§ **Exercise details**
Reproduce the listing below verbatim, keeping every line unchanged and in its original order.

= = =

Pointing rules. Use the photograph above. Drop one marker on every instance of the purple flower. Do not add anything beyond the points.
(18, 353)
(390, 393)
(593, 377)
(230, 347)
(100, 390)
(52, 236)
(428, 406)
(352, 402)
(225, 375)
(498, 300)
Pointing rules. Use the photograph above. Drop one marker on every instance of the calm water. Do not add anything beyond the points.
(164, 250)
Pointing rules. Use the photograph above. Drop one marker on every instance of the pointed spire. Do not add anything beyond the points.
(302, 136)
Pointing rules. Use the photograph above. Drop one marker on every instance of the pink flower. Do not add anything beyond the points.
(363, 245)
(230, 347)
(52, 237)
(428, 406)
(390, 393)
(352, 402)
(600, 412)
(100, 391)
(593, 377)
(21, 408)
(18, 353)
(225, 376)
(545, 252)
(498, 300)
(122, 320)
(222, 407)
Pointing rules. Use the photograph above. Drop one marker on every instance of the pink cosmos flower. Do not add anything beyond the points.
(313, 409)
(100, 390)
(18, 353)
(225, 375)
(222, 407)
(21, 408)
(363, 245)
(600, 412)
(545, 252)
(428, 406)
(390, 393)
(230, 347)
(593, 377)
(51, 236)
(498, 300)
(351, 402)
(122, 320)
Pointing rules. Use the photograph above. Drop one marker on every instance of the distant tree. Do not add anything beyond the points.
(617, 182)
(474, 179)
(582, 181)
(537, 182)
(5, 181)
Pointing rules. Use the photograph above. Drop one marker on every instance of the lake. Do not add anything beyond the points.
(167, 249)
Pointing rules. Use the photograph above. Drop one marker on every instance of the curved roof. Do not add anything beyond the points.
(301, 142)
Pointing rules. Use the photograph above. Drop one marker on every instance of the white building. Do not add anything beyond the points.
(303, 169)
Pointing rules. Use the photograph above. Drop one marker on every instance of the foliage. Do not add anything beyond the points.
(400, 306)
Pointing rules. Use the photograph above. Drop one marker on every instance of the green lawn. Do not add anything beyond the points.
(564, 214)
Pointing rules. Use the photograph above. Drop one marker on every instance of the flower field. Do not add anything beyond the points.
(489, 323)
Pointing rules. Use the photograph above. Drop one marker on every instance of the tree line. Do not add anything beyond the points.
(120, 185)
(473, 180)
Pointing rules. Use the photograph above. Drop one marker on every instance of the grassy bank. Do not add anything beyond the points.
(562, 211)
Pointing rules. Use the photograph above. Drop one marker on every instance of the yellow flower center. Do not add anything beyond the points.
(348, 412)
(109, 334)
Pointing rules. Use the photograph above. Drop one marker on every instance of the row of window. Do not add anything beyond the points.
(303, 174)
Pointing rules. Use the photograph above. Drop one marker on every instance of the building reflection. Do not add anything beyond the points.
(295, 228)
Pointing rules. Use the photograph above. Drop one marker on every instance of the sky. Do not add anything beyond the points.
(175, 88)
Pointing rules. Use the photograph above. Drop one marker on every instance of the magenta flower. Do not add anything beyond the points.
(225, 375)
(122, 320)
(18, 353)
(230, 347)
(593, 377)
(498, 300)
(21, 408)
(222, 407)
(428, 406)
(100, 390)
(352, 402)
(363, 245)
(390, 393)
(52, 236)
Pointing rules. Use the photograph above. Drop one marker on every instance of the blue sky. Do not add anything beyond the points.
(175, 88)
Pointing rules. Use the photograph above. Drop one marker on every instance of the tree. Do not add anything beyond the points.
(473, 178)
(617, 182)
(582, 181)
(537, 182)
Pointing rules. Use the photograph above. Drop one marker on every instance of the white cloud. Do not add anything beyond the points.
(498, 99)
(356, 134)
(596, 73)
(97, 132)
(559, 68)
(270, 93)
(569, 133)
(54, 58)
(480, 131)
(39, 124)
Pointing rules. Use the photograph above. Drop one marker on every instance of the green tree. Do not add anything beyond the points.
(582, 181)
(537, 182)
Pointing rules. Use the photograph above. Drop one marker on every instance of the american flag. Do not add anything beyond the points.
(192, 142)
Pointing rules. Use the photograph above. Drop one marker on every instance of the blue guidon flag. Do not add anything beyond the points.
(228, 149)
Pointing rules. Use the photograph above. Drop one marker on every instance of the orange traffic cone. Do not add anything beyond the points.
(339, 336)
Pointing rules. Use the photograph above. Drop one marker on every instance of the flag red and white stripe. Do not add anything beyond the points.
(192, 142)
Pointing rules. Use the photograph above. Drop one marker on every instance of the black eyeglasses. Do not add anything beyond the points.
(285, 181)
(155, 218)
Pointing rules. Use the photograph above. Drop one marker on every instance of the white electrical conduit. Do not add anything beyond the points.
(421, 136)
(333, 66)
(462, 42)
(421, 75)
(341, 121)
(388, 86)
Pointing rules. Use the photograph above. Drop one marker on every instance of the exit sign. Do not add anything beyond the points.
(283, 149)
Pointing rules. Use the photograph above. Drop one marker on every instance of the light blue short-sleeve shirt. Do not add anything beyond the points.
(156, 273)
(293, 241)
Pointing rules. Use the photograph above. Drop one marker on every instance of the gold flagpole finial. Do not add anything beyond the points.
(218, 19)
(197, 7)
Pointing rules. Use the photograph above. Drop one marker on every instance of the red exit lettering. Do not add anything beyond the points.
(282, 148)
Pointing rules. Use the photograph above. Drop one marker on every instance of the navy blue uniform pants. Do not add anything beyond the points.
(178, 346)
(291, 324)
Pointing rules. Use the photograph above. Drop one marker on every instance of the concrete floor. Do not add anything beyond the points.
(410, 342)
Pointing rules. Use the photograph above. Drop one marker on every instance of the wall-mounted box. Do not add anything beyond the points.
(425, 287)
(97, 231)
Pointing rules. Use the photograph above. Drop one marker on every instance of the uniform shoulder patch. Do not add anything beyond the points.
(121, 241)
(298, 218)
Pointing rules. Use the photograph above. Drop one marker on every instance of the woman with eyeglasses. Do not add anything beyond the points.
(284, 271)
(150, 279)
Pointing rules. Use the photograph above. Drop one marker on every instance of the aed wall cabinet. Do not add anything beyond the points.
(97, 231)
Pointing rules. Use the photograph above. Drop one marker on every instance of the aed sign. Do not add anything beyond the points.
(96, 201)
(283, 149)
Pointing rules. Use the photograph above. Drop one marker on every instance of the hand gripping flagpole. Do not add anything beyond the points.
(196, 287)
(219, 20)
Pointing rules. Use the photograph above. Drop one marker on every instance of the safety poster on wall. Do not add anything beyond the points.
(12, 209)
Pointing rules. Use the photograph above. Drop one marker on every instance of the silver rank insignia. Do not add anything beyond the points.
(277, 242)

= = =

§ **Response below**
Pointing rules. Use the photograph above. Drop one marker on every instance of the purple flower. Do not add anything beyond the points.
(18, 353)
(390, 393)
(593, 377)
(230, 347)
(100, 390)
(52, 236)
(428, 406)
(352, 402)
(225, 375)
(498, 300)
Pointing rules. Use the photograph above. Drop one marker on every instance of the calm water. Do not add anything beyond the points.
(164, 250)
Pointing rules. Use the photograph above. Drop one marker on every instance of the pointed spire. Do not add anything beyond the points.
(302, 136)
Pointing rules. Use the photograph above. Drop one marker on every instance of the pink flower. Do not add anything beyond the points.
(363, 245)
(230, 347)
(52, 237)
(428, 406)
(390, 393)
(352, 402)
(600, 412)
(100, 391)
(593, 377)
(21, 408)
(18, 353)
(225, 376)
(545, 252)
(498, 300)
(122, 320)
(222, 407)
Pointing rules. Use the photograph above. Drop one marker on every instance of the pink cosmos flower. Do not add anything beyond the points.
(313, 409)
(100, 390)
(18, 353)
(225, 375)
(222, 407)
(21, 408)
(363, 245)
(600, 412)
(545, 252)
(428, 406)
(390, 393)
(230, 347)
(593, 377)
(51, 236)
(498, 300)
(351, 402)
(122, 320)
Pointing rules. Use the photograph above. Drop one marker on every instance of the distant tree. Do not add anything beyond the points.
(617, 182)
(474, 179)
(582, 181)
(537, 182)
(5, 181)
Pointing rules. Use the photograph above. Drop one marker on every instance of the lake. Do not add anything beyond the points.
(167, 249)
Pointing rules. Use the photograph above. Drop one marker on every instance of the curved roof. Do not add anything beyond the points.
(301, 142)
Pointing rules. Use the photograph above. Drop one marker on every instance of the white building. Do not add anything beyond the points.
(303, 169)
Pointing rules. Use the photograph above. Drop one marker on every instance of the foliage. Do not add anything beyond the points.
(400, 306)
Pointing rules. Use the photograph above. Drop one marker on every instance of the green lawn. Do not add anything beyond the points.
(564, 214)
Pointing rules. Use the photograph above. Drop one marker on every instance of the flower field. Do not add anything beyond the points.
(489, 323)
Pointing rules. Use the photograph above. Drop one marker on every instance of the tree line. Do not add anything beyond the points.
(120, 185)
(473, 180)
Pointing rules. Use the photograph above. Drop one marker on every instance of the grassy bank. Do not add anything beyond the points.
(562, 211)
Pointing rules. Use the photograph above. Drop one marker on every instance of the yellow flower center. Do not add anything beyond the points.
(348, 412)
(109, 334)
Pointing rules. Use the photograph above. Drop one marker on every instance of the row of window. Do not add anything beyond the points.
(303, 174)
Pointing rules. Use the photograph above. Drop one marker on every instance of the building reflection. Do not add anything beyond the points.
(295, 228)
Pointing rules. Use the photograph above. Drop one marker on every instance of the sky. Do not add anything beyond the points.
(175, 88)
Pointing rules. Use the photograph above. Drop one marker on every instance of the magenta flower. Do not add anything beyond the points.
(225, 375)
(122, 320)
(18, 353)
(230, 347)
(593, 377)
(498, 300)
(21, 408)
(222, 407)
(428, 406)
(100, 390)
(352, 402)
(363, 245)
(390, 393)
(52, 236)
Pointing rules. Use the photograph above. Drop one marker on every instance of the blue sky. Do not add anything beyond the points.
(175, 88)
Pointing rules. Use the photograph above. Drop one marker on every instance of the tree. Do not add anything beyond the points.
(473, 178)
(617, 182)
(582, 181)
(537, 182)
Pointing rules. Use the photograph above. Drop one marker on every instance of the white cloud. Do not add anything beyond the points.
(498, 99)
(356, 134)
(596, 73)
(97, 132)
(559, 68)
(270, 93)
(569, 133)
(54, 58)
(480, 131)
(39, 124)
Pointing rules. Use the photograph above. Drop one marker on every instance of the green tree. Do not add anything beyond the points.
(582, 181)
(537, 182)
Pointing rules. Use the photograph above. Drop one marker on every instance of the american flag. Do not add anything beyond the points.
(192, 142)
Pointing rules. Use the photograph above. Drop one marker on every instance of the blue guidon flag. Do not add anything beyond the points.
(228, 149)
Pointing rules. Use the photograph above. Drop one marker on every instance of the orange traffic cone. Do not add anything beyond the points.
(339, 336)
Pointing rules. Use the photograph above. Drop one marker on every instance of the flag red and white stripe. Do not add anything beyond the points.
(192, 142)
Pointing rules. Use the photograph above. Drop one marker on every instance of the black eyeglasses. Do not add anything beyond the points.
(285, 181)
(155, 218)
Pointing rules. Use the photograph above. Drop one marker on every instance of the white electrical conduit. Do not add anything beyond the points.
(421, 136)
(333, 66)
(462, 42)
(421, 75)
(341, 121)
(388, 86)
Pointing rules. Use the photograph above. Drop one marker on every instance of the exit sign. Do not add anything beyond the points.
(283, 149)
Pointing rules. Use the photograph above. Drop one marker on every instance of the light blue short-sleeve shirt. Do not add anything beyond the points.
(156, 273)
(293, 241)
Pointing rules. Use the photograph above. Drop one marker on every instance of the gold flagpole finial. Do not add anything beyond the points.
(218, 19)
(197, 7)
Pointing rules. Use the photograph above. Drop one marker on every instance of the red exit lettering. Do not add anything beyond the points.
(282, 148)
Pointing rules. Use the photograph above. Drop one marker on every instance of the navy blue uniform pants. Do not add anything beyond the points.
(178, 346)
(291, 324)
Pointing rules. Use the photograph above. Drop one marker on every instance of the concrete floor. Do not add anything beyond the points.
(410, 342)
Pointing rules. Use the photograph above. Drop one marker on every instance of the wall-mounted box. Do not add anything beyond the points.
(425, 287)
(97, 231)
Pointing rules. Use the photograph above. Drop one marker on every instance of the uniform shoulder patch. Do not add anything beyond the points.
(121, 241)
(298, 218)
Pointing rules. Use the photograph above. Drop one marker on every instance of the woman with eyeglasses. Do not add anything beyond the points.
(284, 271)
(150, 279)
Pointing rules. Use the photograph above. Drop one marker on every instance of the aed wall cabinet. Do not add anything beyond the points.
(97, 231)
Pointing rules. Use the photograph above. Drop one marker on every instance of the aed sign. Do not add anything beyond the points.
(96, 201)
(283, 149)
Pointing rules. Use the photograph above. Drop one marker on every instance of the hand gripping flagpole. Do not add anything beyond the points.
(196, 287)
(219, 20)
Pointing rules. Use the photograph above. Drop one marker on every instance of the safety poster on wall. Do not add anything beyond the points.
(12, 209)
Pointing rules. Use the photograph above. Drop one marker on every instance of the silver rank insignia. Do not add anything beyond the points.
(277, 242)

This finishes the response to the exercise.